#### [EXERCISE TEXT]
▽

Sources say the so-called “K-Heritage Inn” program could be launched as early as next year.

With unexpectedly heated criticism, the CHA is maintaining the stance that nothing has been decided yet and it is open to ideas. Furthermore, it has also somewhat passed the ball to another player, saying that it is up to the Committee for Cultural Heritage, a panel of 12 experts within the CHA.

Any new projects concerning state-designated cultural properties must be approved by the Committee for Cultural Heritage. Although the date of their meeting on this proposal has yet to be set, Korean media outlets have reported that some members of the committee have finished on-site inspections for the Nakseonjae guesthouse project.

In the meantime, opponents also argue that considering the history of Nakseonjae, the structures should not open as a guesthouse.

Kim Kwang-hyun, an architecture professor at Seoul National University, told Yonhap News Agency that “all buildings have a history of their own. Nakseonjae was where Prince Yeongchin [1897-1970] and his wife Lee Bang-ja [1901-89] passed away. There is sadness in the building, and it’s not the best place to be transformed into a guesthouse.”

However, Nakseonjae originally represented love. King Heonjong (1827-49), who built the structures, insisted that his beloved royal concubine, Kim Gyeong-bin, have sole use of one of the buildings. Such an event was previously unheard of in the royal history of the Joseon Dynasty (1392-1910).

King Heonjong’s grandmother, Queen Sunwon, also stayed at the complex. That’s why there are many patterns in the structures that symbolize fertility and longevity.

Last of the Joseons

In the final years of the Joseon Dynasty, however, the Nakseonjae Complex was mainly the home of the last descendants of Joseon’s royal families. And their final years were rather tragic.

“Nakseonjae is secluded from the other palace buildings, but you can sense the presence of its former occupants,” wrote Hong Soon-min, a historian and professor at Myongji University, in his 1999 book, “The Story of Our Palaces.”

For instance, in the case of Prince Yeongchin - who was sent to Japan at an early age and forced to marry a Japanese woman - the Korean government did not allow him back into Korea until 1963. When he did come back to his home country, he settled at Nakseonjae with his family. But he was so sick, he spent the next seven years in the hospital. He died in 1970, but spent his last day at Nakseonjae with his wife.

△

#### [DATA PROVIDED]
▽

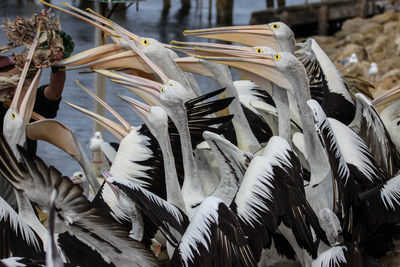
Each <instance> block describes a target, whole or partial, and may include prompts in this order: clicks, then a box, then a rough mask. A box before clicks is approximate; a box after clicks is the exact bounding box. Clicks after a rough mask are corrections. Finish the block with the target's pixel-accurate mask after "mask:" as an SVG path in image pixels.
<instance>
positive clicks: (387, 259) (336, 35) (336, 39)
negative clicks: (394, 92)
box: [313, 10, 400, 267]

△

#### [ACTIVITY]
Continue the article about the Nakseonjae guesthouse proposal from where it stops, picking up after the account of Prince Yeongchin's last day at Nakseonjae.

#### [EXERCISE ANSWER]
Opponents argue that, among other reasons, the sad history of Nakseonjae makes it inappropriate to use the site as a commercial or leisure facility. At the end of the Joseon Dynasty (1392-1910), the complex was mainly the home of the last descendants of Joseon’s royal families, whose final years were rather tragic. Former residents of Nakseonjae include, from left, Prince Yeongchin and his wife Lee Bang-ja; Lee Gu and his American wife, Julia Mullock; and Princess Deokhye. [JoongAng Ilbo]

Lee Gu (1931-2005), the couple’s son, and his American wife, Julia Mullock, also lived at Nakseonjae from 1963. But the couple separated in 1977 and divorced in 1982 under pressure from the royal family, which wasn’t happy that the two failed to produce an heir.

But the saddest story of all is that of Princess Deokhye (1912-89), the younger sister of Prince Yeongchin. She was also forced to move to Japan as a young girl and marry a Japanese duke. But after Japan surrendered in World War II, he divorced her and the princess, who had suffered from a nervous breakdown after being sent to Japan, was put in a mental hospital.

When she managed to come back in 1962, she also settled at Nakseonjae. But she never fully recovered. She died at Nakseonjae in 1989. “I want to live long at Nakseonjae,” one of Deokhye’s last handwritten notes reads. “His Imperial Highness and Her Imperial Highness, I miss you,” she wrote, referring to Prince Yeongchin and Lee Bang-ja, with whom she had lived at Nakseonjae.

Only after the princess passed away, according to Changdeok Palace officials, was the structure restored to what it looked like when it was first built, removing the modern-style kitchen and bathroom that the Joseon descendants used from the 1960s to 80s. Whether anyone else will be dining and sleeping in the storied palace of a long-gone kingdom remains to be seen.